There was no error in the admission in evidence of the records in the naturalization proceedings. These documents were photostatic copies of the original records of the Immigration and Naturalization Service of the Department of Justice and were offered as a whole. They were properly authenticated under the seal of the Department and clearly admissible. 28 U.S.C.A. § 1733; Hervitz v. New York Life Insurance Co., supra, 160 Superior Ct. 496, 500, 52 A. 2d 368. The manifest of the S.S. Rhynland to which appellant especially objects showed insured's arrival in this country in 1903 at the age of twenty-one years, which would make his date of birth at least as early as 1883. This document was part of the official records of the Immigration and Naturalization Service, made in the regular course of business, and properly authenticated. As a part of defendant's exhibit it was not inadmissible.

There is no merit in appellant's argument that the trial judge improperly excluded pedigree evidence or family reputation as to the date of insured's birth. Such evidence is an established exception to the hearsay rule (Simon v. New York Life Insurance Company, 70 Pa. Superior Ct. 408; District of Columbia's Appeal, 343 Pa. 65, 69, 21 A. 2d 883), and appellant and her son were permitted to offer such testimony at length.

# To be done
1 > Pull out every line of the records that contains the word "leaf".
2 > Write the next part of the court opinion excerpt, starting after its last sentence.
The court opinion excerpt and the records are unrelated pieces of material.

# Source data

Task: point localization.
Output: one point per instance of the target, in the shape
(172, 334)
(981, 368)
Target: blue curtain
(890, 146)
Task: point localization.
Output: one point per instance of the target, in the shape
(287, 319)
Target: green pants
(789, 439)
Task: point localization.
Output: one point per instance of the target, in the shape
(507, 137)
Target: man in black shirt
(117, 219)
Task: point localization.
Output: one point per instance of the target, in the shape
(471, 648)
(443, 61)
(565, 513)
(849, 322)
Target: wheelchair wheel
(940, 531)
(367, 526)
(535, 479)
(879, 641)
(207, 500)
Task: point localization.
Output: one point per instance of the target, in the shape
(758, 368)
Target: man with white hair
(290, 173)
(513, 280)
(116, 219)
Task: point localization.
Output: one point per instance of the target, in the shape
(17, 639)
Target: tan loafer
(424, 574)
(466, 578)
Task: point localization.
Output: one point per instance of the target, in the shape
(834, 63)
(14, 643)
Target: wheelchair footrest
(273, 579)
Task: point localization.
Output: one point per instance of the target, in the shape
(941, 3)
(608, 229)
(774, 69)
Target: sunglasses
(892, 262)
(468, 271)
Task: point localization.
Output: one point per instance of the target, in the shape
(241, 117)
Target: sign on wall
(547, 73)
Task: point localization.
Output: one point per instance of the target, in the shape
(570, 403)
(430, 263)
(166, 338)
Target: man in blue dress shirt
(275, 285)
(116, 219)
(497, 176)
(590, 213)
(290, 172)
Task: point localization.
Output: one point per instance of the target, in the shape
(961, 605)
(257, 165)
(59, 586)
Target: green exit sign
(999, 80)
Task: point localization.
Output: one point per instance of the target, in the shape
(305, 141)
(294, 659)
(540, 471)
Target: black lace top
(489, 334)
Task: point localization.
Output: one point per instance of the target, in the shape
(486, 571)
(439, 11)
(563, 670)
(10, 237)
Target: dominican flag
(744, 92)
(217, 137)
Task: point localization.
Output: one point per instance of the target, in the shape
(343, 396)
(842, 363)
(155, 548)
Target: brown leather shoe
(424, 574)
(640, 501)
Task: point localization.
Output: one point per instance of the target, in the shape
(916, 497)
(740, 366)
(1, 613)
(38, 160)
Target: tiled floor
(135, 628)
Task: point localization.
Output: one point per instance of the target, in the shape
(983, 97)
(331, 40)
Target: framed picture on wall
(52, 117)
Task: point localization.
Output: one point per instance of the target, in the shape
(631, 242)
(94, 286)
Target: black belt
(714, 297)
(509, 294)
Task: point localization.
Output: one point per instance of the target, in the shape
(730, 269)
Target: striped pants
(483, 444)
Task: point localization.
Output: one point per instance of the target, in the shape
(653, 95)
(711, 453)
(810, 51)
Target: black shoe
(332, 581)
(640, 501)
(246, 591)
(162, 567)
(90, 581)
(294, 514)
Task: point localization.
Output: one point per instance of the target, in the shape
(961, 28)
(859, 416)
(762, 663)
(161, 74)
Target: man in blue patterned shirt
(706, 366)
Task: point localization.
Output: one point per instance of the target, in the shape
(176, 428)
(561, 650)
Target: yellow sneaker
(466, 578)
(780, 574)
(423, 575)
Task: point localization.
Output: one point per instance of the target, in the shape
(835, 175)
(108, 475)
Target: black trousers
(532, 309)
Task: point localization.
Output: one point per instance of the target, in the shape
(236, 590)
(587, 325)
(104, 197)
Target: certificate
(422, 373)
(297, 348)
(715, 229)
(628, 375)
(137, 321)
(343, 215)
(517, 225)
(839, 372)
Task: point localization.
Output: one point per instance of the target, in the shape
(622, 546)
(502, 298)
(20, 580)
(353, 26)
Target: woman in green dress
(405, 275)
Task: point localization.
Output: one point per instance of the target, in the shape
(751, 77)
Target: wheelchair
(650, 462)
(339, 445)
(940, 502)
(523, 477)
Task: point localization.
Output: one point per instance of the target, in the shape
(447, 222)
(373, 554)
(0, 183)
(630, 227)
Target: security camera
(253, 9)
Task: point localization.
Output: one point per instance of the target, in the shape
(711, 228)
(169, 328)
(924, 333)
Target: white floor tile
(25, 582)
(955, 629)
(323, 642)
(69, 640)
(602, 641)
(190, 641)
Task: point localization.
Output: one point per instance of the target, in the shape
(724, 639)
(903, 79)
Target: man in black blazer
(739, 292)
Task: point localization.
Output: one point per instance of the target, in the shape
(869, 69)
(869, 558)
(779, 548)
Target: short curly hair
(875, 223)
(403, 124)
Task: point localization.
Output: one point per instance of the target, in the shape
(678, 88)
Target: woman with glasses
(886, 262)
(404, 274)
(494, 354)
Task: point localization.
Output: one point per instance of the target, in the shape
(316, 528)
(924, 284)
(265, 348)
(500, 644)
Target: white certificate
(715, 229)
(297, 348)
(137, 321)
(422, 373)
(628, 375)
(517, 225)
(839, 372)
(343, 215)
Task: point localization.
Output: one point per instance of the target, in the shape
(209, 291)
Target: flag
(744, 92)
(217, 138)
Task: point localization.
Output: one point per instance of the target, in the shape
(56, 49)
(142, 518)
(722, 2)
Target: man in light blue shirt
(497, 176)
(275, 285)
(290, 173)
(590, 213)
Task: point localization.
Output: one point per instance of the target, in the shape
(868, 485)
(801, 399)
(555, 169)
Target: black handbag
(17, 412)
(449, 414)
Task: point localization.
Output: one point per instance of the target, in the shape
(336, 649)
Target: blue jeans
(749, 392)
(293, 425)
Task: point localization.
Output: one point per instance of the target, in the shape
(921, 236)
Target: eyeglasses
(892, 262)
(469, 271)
...
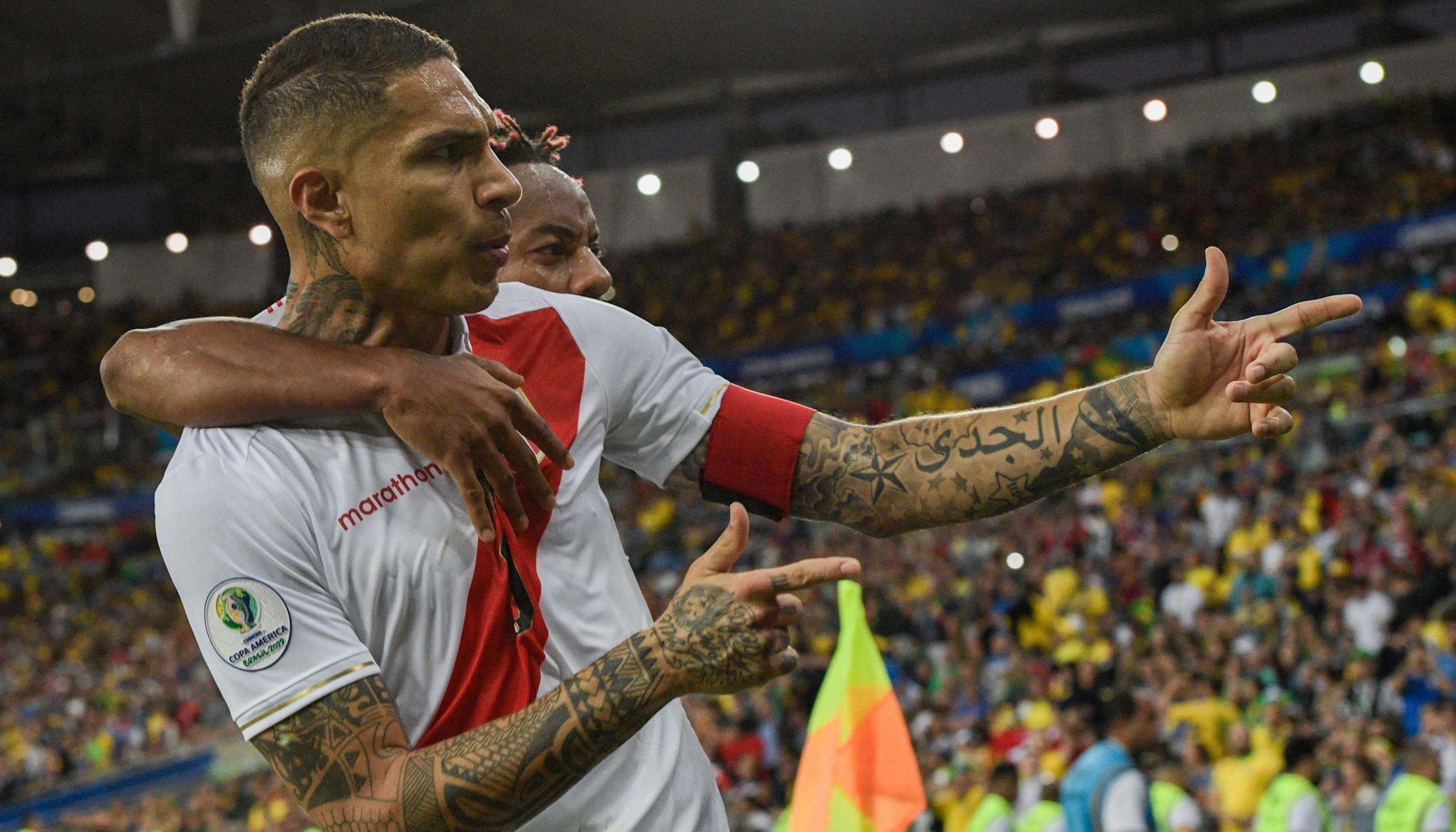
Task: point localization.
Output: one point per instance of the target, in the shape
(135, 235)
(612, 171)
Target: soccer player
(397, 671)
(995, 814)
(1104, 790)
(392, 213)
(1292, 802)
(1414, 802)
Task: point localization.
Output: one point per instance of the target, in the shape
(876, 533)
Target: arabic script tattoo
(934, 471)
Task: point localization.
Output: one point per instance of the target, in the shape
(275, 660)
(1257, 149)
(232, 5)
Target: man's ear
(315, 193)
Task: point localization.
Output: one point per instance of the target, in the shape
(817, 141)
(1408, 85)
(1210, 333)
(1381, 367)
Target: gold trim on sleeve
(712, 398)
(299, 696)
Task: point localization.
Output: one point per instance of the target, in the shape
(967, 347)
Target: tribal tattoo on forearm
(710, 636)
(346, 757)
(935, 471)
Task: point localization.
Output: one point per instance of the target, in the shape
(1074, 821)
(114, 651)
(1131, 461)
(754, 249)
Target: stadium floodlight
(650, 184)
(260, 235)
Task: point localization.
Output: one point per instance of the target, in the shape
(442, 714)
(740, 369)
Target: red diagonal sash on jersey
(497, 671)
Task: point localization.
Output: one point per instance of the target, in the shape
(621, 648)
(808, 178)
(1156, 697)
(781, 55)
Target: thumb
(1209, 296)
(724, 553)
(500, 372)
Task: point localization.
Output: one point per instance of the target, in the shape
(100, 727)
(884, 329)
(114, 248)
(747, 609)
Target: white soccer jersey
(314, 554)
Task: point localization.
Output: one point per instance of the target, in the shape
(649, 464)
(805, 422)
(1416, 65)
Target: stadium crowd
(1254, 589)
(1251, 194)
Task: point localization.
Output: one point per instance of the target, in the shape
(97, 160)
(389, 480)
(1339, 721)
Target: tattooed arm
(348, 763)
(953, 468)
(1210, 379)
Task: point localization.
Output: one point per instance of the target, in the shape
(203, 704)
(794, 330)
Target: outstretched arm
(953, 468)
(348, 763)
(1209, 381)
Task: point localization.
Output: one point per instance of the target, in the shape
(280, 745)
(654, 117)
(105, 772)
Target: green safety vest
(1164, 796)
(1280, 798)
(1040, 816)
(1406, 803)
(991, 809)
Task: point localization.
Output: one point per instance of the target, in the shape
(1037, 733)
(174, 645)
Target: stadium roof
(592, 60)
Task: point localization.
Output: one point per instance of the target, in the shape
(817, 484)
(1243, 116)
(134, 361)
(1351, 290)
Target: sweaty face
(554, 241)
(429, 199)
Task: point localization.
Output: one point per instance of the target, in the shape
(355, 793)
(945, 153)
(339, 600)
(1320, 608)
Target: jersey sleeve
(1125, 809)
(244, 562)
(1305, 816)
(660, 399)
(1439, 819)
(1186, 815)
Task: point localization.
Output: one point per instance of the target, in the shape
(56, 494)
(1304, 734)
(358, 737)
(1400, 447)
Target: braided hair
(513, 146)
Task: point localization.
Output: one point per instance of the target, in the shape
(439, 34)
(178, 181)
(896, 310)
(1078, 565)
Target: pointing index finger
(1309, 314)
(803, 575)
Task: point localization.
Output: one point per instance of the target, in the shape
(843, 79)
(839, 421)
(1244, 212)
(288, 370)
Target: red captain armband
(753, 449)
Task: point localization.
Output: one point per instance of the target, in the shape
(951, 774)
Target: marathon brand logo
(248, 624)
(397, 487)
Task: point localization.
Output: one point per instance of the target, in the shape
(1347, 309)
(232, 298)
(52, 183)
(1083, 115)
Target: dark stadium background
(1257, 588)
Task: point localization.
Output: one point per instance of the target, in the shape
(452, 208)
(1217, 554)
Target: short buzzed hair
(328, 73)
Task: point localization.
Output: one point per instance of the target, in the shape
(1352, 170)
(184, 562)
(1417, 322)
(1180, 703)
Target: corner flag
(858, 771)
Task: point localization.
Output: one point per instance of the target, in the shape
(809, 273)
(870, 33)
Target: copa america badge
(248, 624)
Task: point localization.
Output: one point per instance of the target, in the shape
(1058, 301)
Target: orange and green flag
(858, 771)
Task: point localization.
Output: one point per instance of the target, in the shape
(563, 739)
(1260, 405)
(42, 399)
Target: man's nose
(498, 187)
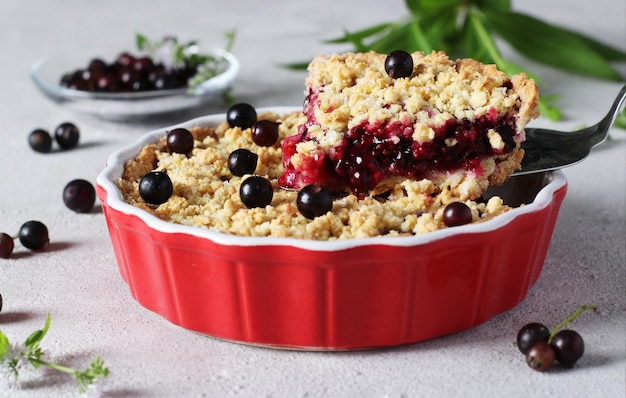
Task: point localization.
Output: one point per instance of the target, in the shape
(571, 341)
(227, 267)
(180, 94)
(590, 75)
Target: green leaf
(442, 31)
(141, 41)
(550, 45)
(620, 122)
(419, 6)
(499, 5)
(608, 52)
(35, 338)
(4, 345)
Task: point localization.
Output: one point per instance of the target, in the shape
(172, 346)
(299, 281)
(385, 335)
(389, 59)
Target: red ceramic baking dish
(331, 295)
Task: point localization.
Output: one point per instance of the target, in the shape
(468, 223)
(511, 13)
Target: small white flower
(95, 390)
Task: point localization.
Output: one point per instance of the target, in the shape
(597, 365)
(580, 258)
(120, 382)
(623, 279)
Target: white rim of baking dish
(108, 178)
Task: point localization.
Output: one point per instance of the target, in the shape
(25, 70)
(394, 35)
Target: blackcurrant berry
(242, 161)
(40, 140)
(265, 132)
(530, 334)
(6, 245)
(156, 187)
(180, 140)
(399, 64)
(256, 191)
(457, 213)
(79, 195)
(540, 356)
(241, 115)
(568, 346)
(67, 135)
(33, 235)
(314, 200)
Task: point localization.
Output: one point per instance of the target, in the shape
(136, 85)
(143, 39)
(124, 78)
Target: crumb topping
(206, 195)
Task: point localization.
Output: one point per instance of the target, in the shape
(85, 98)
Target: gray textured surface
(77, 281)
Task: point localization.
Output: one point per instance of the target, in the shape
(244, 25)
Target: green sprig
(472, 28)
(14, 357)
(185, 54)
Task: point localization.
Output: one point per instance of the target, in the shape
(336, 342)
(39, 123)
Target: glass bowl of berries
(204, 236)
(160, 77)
...
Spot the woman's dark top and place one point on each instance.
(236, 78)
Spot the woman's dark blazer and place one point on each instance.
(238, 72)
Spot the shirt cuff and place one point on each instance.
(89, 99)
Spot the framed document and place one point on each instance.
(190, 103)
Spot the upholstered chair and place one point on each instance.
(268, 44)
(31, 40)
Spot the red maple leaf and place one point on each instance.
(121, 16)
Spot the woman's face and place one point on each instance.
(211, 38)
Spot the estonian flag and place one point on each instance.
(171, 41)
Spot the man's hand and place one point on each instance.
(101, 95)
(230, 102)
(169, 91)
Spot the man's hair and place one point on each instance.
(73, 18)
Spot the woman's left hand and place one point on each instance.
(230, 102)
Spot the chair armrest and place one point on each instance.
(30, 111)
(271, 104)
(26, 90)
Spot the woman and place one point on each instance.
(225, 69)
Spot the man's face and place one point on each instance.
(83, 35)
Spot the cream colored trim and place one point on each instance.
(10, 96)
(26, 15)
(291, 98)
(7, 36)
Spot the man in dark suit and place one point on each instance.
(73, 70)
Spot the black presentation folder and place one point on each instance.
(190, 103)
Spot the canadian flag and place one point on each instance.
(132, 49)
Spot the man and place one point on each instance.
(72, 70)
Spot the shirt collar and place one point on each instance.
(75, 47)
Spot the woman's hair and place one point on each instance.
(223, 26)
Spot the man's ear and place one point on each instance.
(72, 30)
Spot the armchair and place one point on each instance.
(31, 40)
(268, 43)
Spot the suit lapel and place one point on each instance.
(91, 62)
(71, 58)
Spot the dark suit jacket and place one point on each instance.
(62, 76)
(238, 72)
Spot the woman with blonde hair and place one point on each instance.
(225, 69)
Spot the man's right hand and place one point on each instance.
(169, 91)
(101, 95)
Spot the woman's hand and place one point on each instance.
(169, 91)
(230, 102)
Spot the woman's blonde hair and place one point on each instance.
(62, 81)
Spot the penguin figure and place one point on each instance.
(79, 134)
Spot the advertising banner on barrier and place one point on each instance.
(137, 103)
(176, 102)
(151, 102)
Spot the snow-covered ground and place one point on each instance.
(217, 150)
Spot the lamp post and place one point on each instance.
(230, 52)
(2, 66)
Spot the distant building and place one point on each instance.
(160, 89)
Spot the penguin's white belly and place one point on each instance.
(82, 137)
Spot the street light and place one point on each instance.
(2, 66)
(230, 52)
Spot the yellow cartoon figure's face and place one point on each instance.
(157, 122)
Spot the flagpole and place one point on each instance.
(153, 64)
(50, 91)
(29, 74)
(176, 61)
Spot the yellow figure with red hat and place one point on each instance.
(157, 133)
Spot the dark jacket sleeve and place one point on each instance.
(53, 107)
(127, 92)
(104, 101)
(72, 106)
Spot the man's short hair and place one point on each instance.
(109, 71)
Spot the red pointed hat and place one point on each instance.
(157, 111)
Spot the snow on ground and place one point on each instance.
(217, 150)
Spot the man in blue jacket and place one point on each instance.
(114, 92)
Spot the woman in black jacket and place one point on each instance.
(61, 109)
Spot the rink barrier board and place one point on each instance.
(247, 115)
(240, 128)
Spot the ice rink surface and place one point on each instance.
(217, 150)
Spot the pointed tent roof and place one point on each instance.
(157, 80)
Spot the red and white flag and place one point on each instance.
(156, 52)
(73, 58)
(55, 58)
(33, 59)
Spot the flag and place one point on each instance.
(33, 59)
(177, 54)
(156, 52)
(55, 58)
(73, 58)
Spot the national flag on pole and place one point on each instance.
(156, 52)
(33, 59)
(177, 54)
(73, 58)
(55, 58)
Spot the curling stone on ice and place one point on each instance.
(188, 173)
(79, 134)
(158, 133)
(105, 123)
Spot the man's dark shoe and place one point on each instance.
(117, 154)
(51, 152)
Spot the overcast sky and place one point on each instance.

# Answers to each task
1 >
Target: green leaf
Spot the red maple leaf and place one point on each instance.

2 >
Appellant was not harmed by the refusal of the trial judge to admit in evidence a birth certificate alleged to show the birth of insured's other son, Irving Harrison, on July 2, 1920. This certificate did not *481 identify the parents of the "Irvin Harrison" stated therein as born on July 2, 1920, and was therefore of little value. In addition, appellant herself testified that her son Irving was born July 2, 1920. Consequently, there was upon the record the fact of the discrepancy as to the date of the birth of insured's son Irving, insured having stated in his petition for naturalization that the date was July 2, 1919. Appellant's counsel therefore had full opportunity to present the argument that these discrepancies as to the birth of their child showed that insured may have been prone to make similar mistakes in stating his own age and birthday. The sole issue in this case, as limited by the evidence presented, was the date of insured's birth. That issue, under the evidence and in the charge of the court, was clearly submitted to the jury; and the jury made a responsive finding. We find no error in the conduct of the trial or in the charge of the court sufficient to justify a new trial.

Judgment is affirmed.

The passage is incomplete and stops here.